● Data provided
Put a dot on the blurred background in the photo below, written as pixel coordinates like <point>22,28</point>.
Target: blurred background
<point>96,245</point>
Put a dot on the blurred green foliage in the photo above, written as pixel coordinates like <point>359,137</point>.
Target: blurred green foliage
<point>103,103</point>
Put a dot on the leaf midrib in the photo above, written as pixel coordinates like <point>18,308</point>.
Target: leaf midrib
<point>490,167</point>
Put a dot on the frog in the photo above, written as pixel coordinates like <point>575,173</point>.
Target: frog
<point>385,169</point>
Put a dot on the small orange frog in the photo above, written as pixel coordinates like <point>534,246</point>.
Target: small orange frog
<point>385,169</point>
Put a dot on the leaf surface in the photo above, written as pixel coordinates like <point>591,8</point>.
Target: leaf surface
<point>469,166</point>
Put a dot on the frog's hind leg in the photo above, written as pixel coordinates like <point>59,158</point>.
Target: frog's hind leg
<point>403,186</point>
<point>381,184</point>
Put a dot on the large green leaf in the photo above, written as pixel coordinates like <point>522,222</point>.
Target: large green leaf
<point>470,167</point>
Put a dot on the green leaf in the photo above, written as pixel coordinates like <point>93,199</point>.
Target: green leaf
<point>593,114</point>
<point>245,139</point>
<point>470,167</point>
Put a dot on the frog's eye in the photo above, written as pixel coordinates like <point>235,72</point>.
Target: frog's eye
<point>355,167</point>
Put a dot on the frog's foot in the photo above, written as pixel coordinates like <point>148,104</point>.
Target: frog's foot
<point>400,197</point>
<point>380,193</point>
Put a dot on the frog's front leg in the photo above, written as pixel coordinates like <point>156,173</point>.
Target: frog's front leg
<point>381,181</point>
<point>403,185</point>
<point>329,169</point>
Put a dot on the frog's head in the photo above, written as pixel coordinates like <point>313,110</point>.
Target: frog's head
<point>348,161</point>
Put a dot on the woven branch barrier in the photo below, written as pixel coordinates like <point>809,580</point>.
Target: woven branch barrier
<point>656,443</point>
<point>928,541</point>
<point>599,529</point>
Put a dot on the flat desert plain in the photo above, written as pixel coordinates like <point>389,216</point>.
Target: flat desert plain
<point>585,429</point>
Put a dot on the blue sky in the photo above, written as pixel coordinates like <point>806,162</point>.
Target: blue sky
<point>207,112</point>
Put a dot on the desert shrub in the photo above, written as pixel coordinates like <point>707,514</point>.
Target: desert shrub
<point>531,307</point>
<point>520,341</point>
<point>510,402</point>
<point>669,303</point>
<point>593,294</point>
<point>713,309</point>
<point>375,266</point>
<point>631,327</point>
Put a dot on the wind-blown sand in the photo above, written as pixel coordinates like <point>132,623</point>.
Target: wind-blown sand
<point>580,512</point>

● Exercise aim
Express the lines above as a JSON list of strings, one string per line, leaving out any blank lines.

● Task result
[
  "Put a dot on the blurred background in the photo below, written as pixel coordinates like <point>22,28</point>.",
  "Target: blurred background",
  "<point>96,245</point>",
  "Put a dot on the blurred green foliage in the photo above, written as pixel coordinates like <point>359,137</point>.",
  "Target: blurred green foliage",
  "<point>103,103</point>",
  "Put a dot on the leaf midrib in the photo above, written as pixel coordinates like <point>18,308</point>.",
  "Target: leaf midrib",
  "<point>490,167</point>",
  "Put a dot on the frog in the photo above, written as pixel coordinates like <point>575,173</point>.",
  "Target: frog",
  "<point>385,169</point>",
  "Put a dot on the small orange frog in the photo above, written as pixel coordinates like <point>534,246</point>.",
  "Target: small orange frog",
  "<point>385,169</point>",
  "Put a dot on the leaf surface in the photo above, written as pixel coordinates like <point>591,8</point>.",
  "Target: leaf surface",
  "<point>469,166</point>",
  "Put a dot on the frog's hind leg in the photo above, written as pixel coordinates like <point>59,158</point>.",
  "Target: frog's hind leg",
  "<point>403,186</point>",
  "<point>381,184</point>",
  "Put a dot on the large green leaf in the photo above, written as pixel coordinates like <point>522,222</point>.",
  "Target: large green leaf",
  "<point>470,167</point>",
  "Put a dot on the green leaf in the photo above, written as pixel coordinates like <point>93,199</point>.",
  "Target: green leaf",
  "<point>593,114</point>",
  "<point>245,139</point>",
  "<point>470,167</point>",
  "Put a dot on the frog's eye in the photo above, written as pixel coordinates like <point>235,72</point>.",
  "Target: frog's eye",
  "<point>355,167</point>",
  "Put a dot on the frog's foot in the photo above, written as pixel coordinates like <point>148,104</point>.",
  "Target: frog's foot",
  "<point>400,197</point>",
  "<point>380,193</point>",
  "Put a dot on the frog's front leg in the photo above, written as pixel coordinates like <point>156,173</point>.",
  "Target: frog's front leg",
  "<point>381,181</point>",
  "<point>403,185</point>",
  "<point>329,169</point>",
  "Put a dot on the frog's head in the photo above, written as pixel coordinates like <point>313,110</point>.",
  "Target: frog's head",
  "<point>348,161</point>",
  "Put a dot on the woven branch barrier in the photo below, written as pixel coordinates like <point>809,580</point>.",
  "Target: woven branch barrier",
  "<point>656,443</point>",
  "<point>928,541</point>",
  "<point>599,529</point>",
  "Put a dot on the flat desert plain in the photo above, written as pixel coordinates like <point>389,216</point>.",
  "Target: flat desert plain",
  "<point>585,429</point>",
  "Put a dot on the blue sky in the photo above, written as pixel coordinates like <point>806,162</point>.",
  "Target: blue sky",
  "<point>207,112</point>",
  "Put a dot on the desert shrub in the photo above, written as pixel coordinates like <point>707,514</point>.",
  "Target: desert shrub",
  "<point>531,307</point>",
  "<point>520,341</point>",
  "<point>510,402</point>",
  "<point>669,303</point>",
  "<point>593,294</point>",
  "<point>713,309</point>",
  "<point>375,266</point>",
  "<point>631,327</point>",
  "Put a dot on the wind-blown sand in the photo above, written as pixel coordinates like <point>132,623</point>.",
  "Target: wind-blown sand",
  "<point>580,512</point>"
]